孔凡嶺:“五四運動”一詞最早出現及其涵義的演變

孔凡岭:“五四运动”一词最早出现及其涵义的演变

通常被稱作中國新民主主義革命開端的“五四運動”,在中國近現代史上佔有極其重要的地位。這一概念最早出現在哪裡,是史學界值得弄清的一個問題。

1999年5月14日《文摘旬刊》第683期以《誰最先提出“五四運動”一詞》為題,摘錄了黃志文發表於《新聞彙報》1999年5月3日上的一篇文章,提出:1919年5月26日羅家倫用筆名“毅”在《每週評論》第23號上發表《“五四運動”的精神》一文,此時五四運動爆發僅22天。在該文中,作者從標題到正文都使用了“五四運動”一詞。這是第一次在印刷品中採用這個提法,以後這個名詞就成為這次運動的正式名稱。不久,歐陽軍喜在《歷史研究》1999年第3期刊載的《五四新文化運動與儒學:誤解及其他》一文中,也認為羅家倫在1919年5月26日的文章中“製造了‘五四運動這一名詞”。那麼,“五四運動”一詞果真最早出現在羅家倫的這篇文章中嗎?

**任務要求**
• A. 根據關於「五四運動」一詞由來的文章,羅家倫1919年5月26日發表的那篇文章為何被認為最先提出這個詞?請用一到三句話說明。
• B. 請從最後一句之後續寫關於「五四運動」一詞由來的文章。

**提供資料**
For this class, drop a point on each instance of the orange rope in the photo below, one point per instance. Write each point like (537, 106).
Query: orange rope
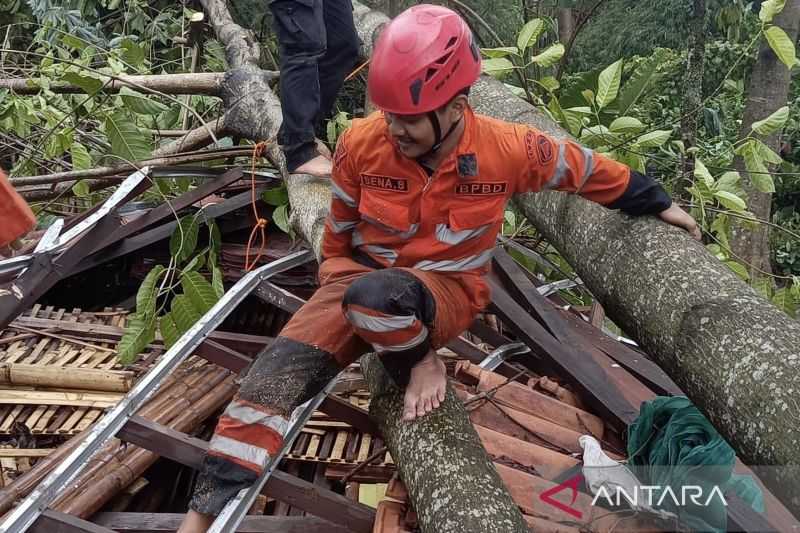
(357, 70)
(261, 223)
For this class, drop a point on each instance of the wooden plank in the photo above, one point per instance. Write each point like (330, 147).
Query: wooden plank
(592, 379)
(363, 450)
(56, 522)
(189, 451)
(338, 446)
(345, 411)
(572, 331)
(26, 452)
(169, 522)
(78, 399)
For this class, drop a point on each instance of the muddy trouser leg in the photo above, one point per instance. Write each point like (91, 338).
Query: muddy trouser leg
(404, 313)
(310, 351)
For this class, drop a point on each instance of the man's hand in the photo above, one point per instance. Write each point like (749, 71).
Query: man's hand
(678, 217)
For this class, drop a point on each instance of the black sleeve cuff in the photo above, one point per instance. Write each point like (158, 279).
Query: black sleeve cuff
(642, 197)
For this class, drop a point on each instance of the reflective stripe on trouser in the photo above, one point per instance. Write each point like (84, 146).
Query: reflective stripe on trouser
(312, 348)
(252, 428)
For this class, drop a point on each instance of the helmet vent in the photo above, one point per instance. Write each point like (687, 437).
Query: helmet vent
(415, 90)
(442, 60)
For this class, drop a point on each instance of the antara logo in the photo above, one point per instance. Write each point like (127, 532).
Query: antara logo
(653, 496)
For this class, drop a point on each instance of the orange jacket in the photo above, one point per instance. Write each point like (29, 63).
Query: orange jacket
(16, 218)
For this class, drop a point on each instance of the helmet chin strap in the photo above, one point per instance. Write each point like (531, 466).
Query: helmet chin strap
(437, 133)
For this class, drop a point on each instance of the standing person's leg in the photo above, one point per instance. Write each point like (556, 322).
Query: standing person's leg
(406, 315)
(300, 28)
(310, 351)
(341, 55)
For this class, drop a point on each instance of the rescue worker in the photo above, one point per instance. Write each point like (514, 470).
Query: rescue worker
(318, 47)
(16, 218)
(419, 191)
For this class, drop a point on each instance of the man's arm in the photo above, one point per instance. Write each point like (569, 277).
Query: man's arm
(564, 165)
(343, 216)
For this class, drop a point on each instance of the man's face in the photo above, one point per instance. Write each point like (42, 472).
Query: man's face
(413, 134)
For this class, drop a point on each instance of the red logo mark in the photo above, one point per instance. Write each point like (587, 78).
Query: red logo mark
(572, 483)
(545, 149)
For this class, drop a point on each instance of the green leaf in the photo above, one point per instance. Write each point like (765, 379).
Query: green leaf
(549, 83)
(645, 76)
(217, 281)
(608, 84)
(550, 56)
(89, 84)
(81, 160)
(529, 34)
(183, 241)
(139, 332)
(199, 291)
(496, 67)
(739, 269)
(729, 182)
(169, 330)
(653, 139)
(700, 171)
(769, 9)
(766, 153)
(281, 217)
(146, 295)
(772, 123)
(184, 313)
(502, 51)
(626, 125)
(730, 201)
(73, 42)
(781, 45)
(141, 104)
(596, 135)
(196, 263)
(81, 189)
(753, 161)
(127, 140)
(133, 54)
(277, 196)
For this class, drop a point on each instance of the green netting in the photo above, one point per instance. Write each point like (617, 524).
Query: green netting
(671, 444)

**各題答案**
• A. 黃志文指出,羅家倫以筆名「毅」在《每週評論》第23號發表《「五四運動」的精神》,從標題到正文都用了「五四運動」一詞。這是該提法第一次出現在印刷品中,此後這個名詞就成為這次運動的正式名稱。

• B.
據筆者所接觸到的史料,在羅家倫此文之前,就已出現了“五四運動”一詞。眾所周知,五四運動以發生於1919年5月4日的北京學生運動而得名,學潮發生後的次日,北京學生上大總統書中,將其稱為“五月四日之事”①;《每週評論》5月11日第二十一號在《一週中北京的公民大活動》一文中,則稱作“四日事件”、“四日的示威事件”。5月18日在北京中等以上學校學生聯合會發表的《罷課宣言》和《上大總統書》中,最早使用了“五四運動”一詞。前者說:“外爭國權,內除國賊,‘五四運動之後學生等以此呼籲我政府而號召我國民蓋亦數矣”;後者寫道:“五四運動實國民之義憤所趨”。5月20日北京《晨報》登載了這兩份材料。這是“五四運動”一詞首次見諸報端。5月26日《每週評論》第二十三號上刊登了北大學生羅家倫的《“五四運動”的精神》一文,之後,該刊6月1日在第二十四號上發表的《查禁“妨害治安”集會出版之經過》中,繼續使用了“五四運動”一詞,說“自‘五四運動之後,社會上對於學生的舉動,幾乎沒有一個不注意的”。隨之,“五四運動”的概念便廣泛使用。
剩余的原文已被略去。